SUPPLIED TEXT:
Gradient Boosting Decision Tree

October 9, 2016

Machine Learning

32 minutes

In the previous article, we’ve talked about AdaBoost which combines output of weak learners into a weighted sum that represents the final output of the boosted classifier. If you know little about AdaBoost or additive model, we highly recommend you read the article first.

Gradient boosting is a machine learning technique for regression and classification problems, which produces a prediction model in the form of an ensemble of weak prediction models, typically decision trees. It builds the model in a stage-wise fashion like other boosting methods do, and it generalizes them by allowing optimization of an arbitrary differentiable loss function.

Boosting Tree

Boosting tree is based on additive model which can be repsentated as following:

$$\begin{align}f_M(x) = \sum_{m=1}^{M} T(x; \theta_m)\end{align}$$

where $T(x; \theta_m)$ stands for a decision tree, $M$ is the number of decision trees and $\theta_m$ is the parameters of the m-th decision tree.

Assume that the initial boosting tree $f_0(x) = 0$ the m-th step of this model is

$$\begin{align}f_m(x) = f_{m-1}(x) + T(x; \theta_m)\end{align}$$

where $f_{m-1}(x)$ is model currently. The parameters of the next decision tree $\theta_m$ can be deterimined by minimizing the following cost function:

$$ \theta_m^* = \text{argmin}_{\theta_m} \sum_{i=1}^M L(y_i, f_{m-1}(x_i) + T(x_i; \theta_m)) $$

For binary classification problem, the boosting tree is AdaBoost classifier. In this article, we mainly talk about boosting trees in regression problem.

EXERCISE TASK A: Find every line in the listing that contains the word "instance" and copy each one out. Case matters.
The gradient boosting article has nothing to do with the listing that comes after it.

DATA ENTRIES:

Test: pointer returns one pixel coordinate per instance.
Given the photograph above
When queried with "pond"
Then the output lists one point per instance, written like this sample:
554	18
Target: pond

EXERCISE TASK B: Print the gradient boosting article in full, word for word.

FULL ANSWER A:
Test: pointer returns one pixel coordinate per instance.
Then the output lists one point per instance, written like this sample:

FULL ANSWER B:
Gradient Boosting Decision Tree

October 9, 2016

Machine Learning

32 minutes

In the previous article, we’ve talked about AdaBoost which combines output of weak learners into a weighted sum that represents the final output of the boosted classifier. If you know little about AdaBoost or additive model, we highly recommend you read the article first.

Gradient boosting is a machine learning technique for regression and classification problems, which produces a prediction model in the form of an ensemble of weak prediction models, typically decision trees. It builds the model in a stage-wise fashion like other boosting methods do, and it generalizes them by allowing optimization of an arbitrary differentiable loss function.

Boosting Tree

Boosting tree is based on additive model which can be repsentated as following:

$$\begin{align}f_M(x) = \sum_{m=1}^{M} T(x; \theta_m)\end{align}$$

where $T(x; \theta_m)$ stands for a decision tree, $M$ is the number of decision trees and $\theta_m$ is the parameters of the m-th decision tree.

Assume that the initial boosting tree $f_0(x) = 0$ the m-th step of this model is

$$\begin{align}f_m(x) = f_{m-1}(x) + T(x; \theta_m)\end{align}$$

where $f_{m-1}(x)$ is model currently. The parameters of the next decision tree $\theta_m$ can be deterimined by minimizing the following cost function:

$$ \theta_m^* = \text{argmin}_{\theta_m} \sum_{i=1}^M L(y_i, f_{m-1}(x_i) + T(x_i; \theta_m)) $$

For binary classification problem, the boosting tree is AdaBoost classifier. In this article, we mainly talk about boosting trees in regression problem.